*ACTIVITIES*.
a – In the text on stepwise search for MCMC, with what probability are node additions made by "Stepwise" sampling?
b – Sum up the text on stepwise search for MCMC in two sentences.
c – Pick up the text on stepwise search for MCMC after its last sentence and carry it further.

*STUDY TEXT*.
◆ ◆ ◆ ◆ ◆

3. Stepwise Search + p_input Importance Proposal: Biasing MCMC toward important high-order interactions. This is the core algorithmic innovation. MCMC updates \(K\), \((S_k,b,\Gamma,\beta)\), and noise parameters \(\eta\) iteratively, but the proposal is designed to favor important high-order interactions using two tools: a pre-trained input importance distribution \(p_{\text{input}}(\cdot)\) (derived from global SHAP values of a DNN or XGBoost feature importance) and a stepwise move. When adding a node, the algorithm clones an existing node \(S_{k^*}\) and adds one edge based on \(p_{\text{input}}(\cdot\mid S_{k^*}^c)\), yielding \(S^{\text{new}}=S_{k^*}\cup\{j_{k^*}\}\). This increases the order by exactly one while preserving the existing structure to avoid accuracy drops. Node additions use "Random" sampling (from the prior) with probability \(M/(M+K)\) and "Stepwise" sampling with probability \(K/(M+K)\). Updates to \(S_k\) use Adding/Deleting/Changing operations combined with Langevin proposals for faster numerical convergence. This mechanism allows the model to "climb" from useful low-order structures to high-order ones.

◆ ◆ ◆ ◆ ◆

*STUDY MATERIAL*.
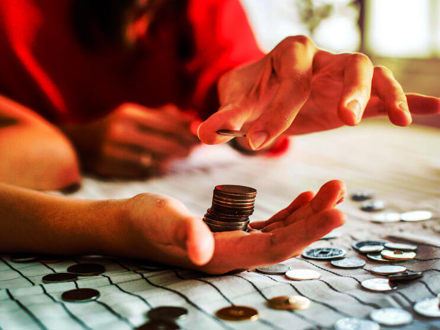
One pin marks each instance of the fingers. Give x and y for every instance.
(393, 96)
(356, 92)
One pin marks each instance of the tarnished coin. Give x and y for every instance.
(158, 325)
(387, 270)
(373, 206)
(348, 263)
(237, 313)
(400, 246)
(231, 132)
(386, 217)
(323, 253)
(391, 317)
(378, 284)
(59, 277)
(398, 255)
(428, 307)
(361, 195)
(167, 313)
(80, 295)
(419, 215)
(352, 323)
(289, 303)
(278, 269)
(302, 274)
(86, 269)
(405, 276)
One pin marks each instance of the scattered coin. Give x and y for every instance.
(323, 253)
(80, 295)
(302, 274)
(237, 313)
(400, 246)
(398, 255)
(86, 269)
(361, 195)
(59, 277)
(278, 269)
(158, 325)
(352, 323)
(167, 313)
(378, 284)
(419, 215)
(386, 217)
(348, 263)
(428, 307)
(405, 276)
(231, 132)
(373, 206)
(289, 303)
(21, 257)
(387, 270)
(391, 317)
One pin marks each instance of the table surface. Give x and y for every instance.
(400, 165)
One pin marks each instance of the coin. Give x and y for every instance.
(59, 277)
(391, 317)
(400, 246)
(428, 307)
(289, 303)
(399, 255)
(361, 195)
(419, 215)
(278, 269)
(302, 274)
(373, 206)
(378, 284)
(405, 276)
(352, 323)
(158, 325)
(237, 313)
(323, 253)
(231, 132)
(86, 269)
(348, 263)
(386, 217)
(386, 270)
(80, 295)
(167, 313)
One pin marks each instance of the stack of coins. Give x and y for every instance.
(232, 205)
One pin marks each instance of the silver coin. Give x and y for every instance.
(400, 246)
(428, 307)
(419, 215)
(323, 253)
(387, 270)
(373, 206)
(167, 313)
(352, 323)
(378, 284)
(386, 217)
(348, 263)
(391, 316)
(278, 269)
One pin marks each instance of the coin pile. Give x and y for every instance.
(232, 205)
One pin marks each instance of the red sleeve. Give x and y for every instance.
(224, 40)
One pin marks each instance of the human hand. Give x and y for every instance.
(134, 141)
(298, 88)
(161, 229)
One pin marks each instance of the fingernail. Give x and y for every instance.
(257, 140)
(355, 107)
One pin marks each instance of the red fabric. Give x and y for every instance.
(44, 67)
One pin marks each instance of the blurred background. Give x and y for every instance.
(403, 35)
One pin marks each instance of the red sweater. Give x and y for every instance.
(44, 67)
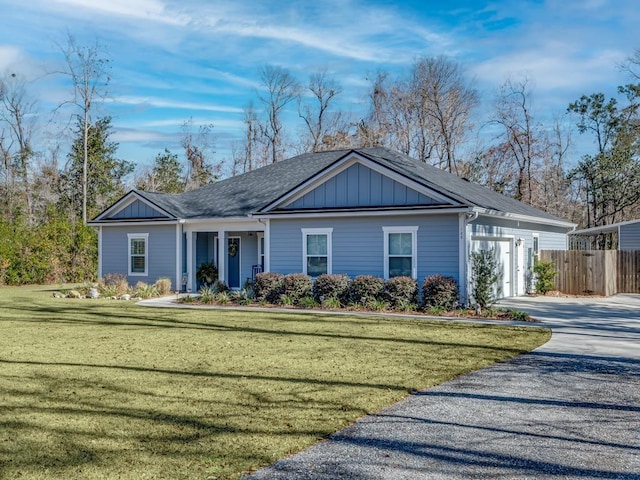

◆ ◆ ◆ ◆ ◆

*ANSWER LIST*.
a – With probability K/(M+K).

b – The MCMC proposal favors important high-order interactions through an input importance distribution from global SHAP values or XGBoost feature importance and a stepwise move. That move clones an existing node and adds one edge, raising the order by exactly one while keeping the existing structure, so the model can climb from useful low-order structures to high-order ones.

c –
4. Posterior Consistency Guarantee: Theoretical proof of consistent estimation for components. The authors prove that the posterior of Bayesian-TPNN is consistent. Under regularity conditions such as \(0<\inf_x p_X(x)\le\sup_x p_X(x)<\infty\), there exists \(\xi>0\) such that for any \(\varepsilon>0\) and all \(S\subseteq[p]\), the truncated posterior \(\pi_\xi(f:\|f_{0,S}-f_S\|_{2,n}>\varepsilon\mid X^{(n)},Y^{(n)})\to 0\). This implies that not only does the overall function converge, but every individual component also converges to its true value, ensuring the interpretability of low-dimensional curves.
Key Experimental Results¶
Main Results (8 Real Datasets, Predictive Accuracy)¶
RMSE for regression (lower is better), AUROC for classification (higher is better). Compared against ANOVA-TPNN, NAM, Linear, XGB, BART, and mBNN.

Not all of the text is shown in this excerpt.